_Prompt:_ Reproduce, word for word, every line starting at the line that contains "niche in the photo above." and ending with the final line of the entries.
:::::
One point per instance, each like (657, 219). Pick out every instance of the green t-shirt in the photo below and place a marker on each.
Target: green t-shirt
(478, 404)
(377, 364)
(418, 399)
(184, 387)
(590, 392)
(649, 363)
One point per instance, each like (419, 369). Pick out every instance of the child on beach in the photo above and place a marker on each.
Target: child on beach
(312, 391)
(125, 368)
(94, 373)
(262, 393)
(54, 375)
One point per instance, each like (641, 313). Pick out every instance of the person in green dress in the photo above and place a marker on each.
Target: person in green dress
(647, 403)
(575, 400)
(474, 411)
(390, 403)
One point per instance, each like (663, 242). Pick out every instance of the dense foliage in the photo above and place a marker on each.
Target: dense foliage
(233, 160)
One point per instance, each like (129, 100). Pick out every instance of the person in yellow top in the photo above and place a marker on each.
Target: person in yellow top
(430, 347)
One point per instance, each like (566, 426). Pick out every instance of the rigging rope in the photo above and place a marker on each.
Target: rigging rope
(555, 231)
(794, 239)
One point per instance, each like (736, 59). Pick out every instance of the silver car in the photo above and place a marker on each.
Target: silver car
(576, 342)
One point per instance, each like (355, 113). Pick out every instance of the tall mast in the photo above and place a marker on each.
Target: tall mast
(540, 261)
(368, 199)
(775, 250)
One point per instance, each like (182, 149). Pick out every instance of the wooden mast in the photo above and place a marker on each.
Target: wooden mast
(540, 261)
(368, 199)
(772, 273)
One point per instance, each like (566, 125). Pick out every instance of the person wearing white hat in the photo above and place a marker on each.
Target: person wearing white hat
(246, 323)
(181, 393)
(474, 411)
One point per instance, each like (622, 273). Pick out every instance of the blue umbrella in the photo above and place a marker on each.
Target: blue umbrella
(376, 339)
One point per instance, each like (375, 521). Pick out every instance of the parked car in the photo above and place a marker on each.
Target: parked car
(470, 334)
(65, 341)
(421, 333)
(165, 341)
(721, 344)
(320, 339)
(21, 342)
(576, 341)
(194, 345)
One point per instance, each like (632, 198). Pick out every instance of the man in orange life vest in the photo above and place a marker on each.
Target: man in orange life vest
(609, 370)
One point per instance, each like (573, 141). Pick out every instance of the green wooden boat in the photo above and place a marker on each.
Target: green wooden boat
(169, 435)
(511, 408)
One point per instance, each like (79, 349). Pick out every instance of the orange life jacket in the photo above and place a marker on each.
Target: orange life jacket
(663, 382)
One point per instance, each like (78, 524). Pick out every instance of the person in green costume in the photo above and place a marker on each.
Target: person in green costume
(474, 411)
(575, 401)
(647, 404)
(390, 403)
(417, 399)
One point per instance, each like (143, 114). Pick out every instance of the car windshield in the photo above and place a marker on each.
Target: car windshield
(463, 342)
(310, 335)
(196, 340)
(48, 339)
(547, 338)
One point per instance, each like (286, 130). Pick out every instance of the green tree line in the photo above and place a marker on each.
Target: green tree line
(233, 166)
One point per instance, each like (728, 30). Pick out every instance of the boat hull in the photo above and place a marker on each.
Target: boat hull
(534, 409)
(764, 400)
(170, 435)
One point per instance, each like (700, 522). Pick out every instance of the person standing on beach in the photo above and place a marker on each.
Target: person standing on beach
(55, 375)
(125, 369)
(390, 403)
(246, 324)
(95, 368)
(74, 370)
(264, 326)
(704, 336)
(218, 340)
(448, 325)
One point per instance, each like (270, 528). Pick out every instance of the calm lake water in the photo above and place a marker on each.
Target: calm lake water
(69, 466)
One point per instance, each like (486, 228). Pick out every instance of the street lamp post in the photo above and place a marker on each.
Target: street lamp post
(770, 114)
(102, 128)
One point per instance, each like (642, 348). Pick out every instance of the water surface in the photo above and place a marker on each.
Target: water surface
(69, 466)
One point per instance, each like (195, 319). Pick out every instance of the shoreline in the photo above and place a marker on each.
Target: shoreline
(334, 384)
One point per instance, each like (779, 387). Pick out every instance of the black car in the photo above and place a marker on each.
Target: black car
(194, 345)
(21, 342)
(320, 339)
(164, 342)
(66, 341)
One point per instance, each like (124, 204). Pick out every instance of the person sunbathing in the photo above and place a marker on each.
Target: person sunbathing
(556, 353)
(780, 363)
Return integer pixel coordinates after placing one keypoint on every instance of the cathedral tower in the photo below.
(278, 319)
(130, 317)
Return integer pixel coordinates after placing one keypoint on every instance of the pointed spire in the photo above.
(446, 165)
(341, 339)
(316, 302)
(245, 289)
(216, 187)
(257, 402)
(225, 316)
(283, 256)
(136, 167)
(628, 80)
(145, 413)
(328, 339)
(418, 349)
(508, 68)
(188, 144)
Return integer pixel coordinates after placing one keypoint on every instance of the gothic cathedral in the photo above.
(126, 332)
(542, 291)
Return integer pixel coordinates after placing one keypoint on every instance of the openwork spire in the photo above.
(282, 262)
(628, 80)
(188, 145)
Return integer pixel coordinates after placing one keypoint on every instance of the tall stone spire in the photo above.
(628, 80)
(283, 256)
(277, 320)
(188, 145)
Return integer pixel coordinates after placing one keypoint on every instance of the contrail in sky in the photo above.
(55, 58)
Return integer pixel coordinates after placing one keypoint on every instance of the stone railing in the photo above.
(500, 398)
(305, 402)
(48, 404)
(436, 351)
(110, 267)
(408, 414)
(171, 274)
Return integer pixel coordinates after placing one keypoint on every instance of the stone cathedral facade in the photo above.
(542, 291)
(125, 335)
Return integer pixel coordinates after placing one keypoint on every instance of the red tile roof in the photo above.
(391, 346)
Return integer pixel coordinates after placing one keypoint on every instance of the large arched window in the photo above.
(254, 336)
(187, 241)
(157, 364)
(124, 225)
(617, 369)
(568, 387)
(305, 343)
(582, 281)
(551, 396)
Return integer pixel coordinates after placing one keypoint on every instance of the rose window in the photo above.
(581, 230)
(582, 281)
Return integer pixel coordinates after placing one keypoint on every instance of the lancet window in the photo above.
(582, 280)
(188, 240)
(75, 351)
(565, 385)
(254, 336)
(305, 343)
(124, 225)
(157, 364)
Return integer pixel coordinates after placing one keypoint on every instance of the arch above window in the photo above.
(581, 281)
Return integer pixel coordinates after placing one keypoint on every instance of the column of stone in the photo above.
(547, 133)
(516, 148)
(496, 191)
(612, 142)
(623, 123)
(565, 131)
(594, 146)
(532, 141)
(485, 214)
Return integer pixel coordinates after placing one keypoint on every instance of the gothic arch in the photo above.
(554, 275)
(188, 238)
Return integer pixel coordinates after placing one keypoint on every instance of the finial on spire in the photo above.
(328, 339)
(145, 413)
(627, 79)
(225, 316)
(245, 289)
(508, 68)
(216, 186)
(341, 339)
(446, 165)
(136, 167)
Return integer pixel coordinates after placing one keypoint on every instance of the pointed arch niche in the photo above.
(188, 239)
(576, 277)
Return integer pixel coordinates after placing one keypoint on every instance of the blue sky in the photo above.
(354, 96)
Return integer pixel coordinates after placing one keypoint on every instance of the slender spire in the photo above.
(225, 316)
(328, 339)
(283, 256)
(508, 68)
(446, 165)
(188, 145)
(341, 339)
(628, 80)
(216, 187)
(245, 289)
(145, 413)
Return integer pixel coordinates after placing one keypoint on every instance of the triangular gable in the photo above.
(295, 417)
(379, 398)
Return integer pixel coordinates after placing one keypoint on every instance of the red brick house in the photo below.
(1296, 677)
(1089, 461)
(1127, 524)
:::::
_Solution to the problem:_
Return integer pixel coordinates after placing one keypoint on every instance of the pointed arch niche in the photo above.
(188, 239)
(576, 277)
Return integer pixel coordinates after placing one keypoint on every instance of the blue sky in the photo above.
(354, 96)
Return integer pixel coordinates after placing one keypoint on every instance of the slender spire in the photo above.
(225, 316)
(328, 339)
(283, 256)
(508, 68)
(446, 165)
(188, 145)
(341, 339)
(628, 80)
(216, 187)
(245, 289)
(145, 413)
Return integer pixel coordinates after placing one keypoint on every instance of the triangular gable in the photo above.
(295, 417)
(379, 398)
Return integer pixel coordinates after placing one keypoint on every instance of the red brick house in the photo below.
(1296, 677)
(1089, 461)
(1127, 524)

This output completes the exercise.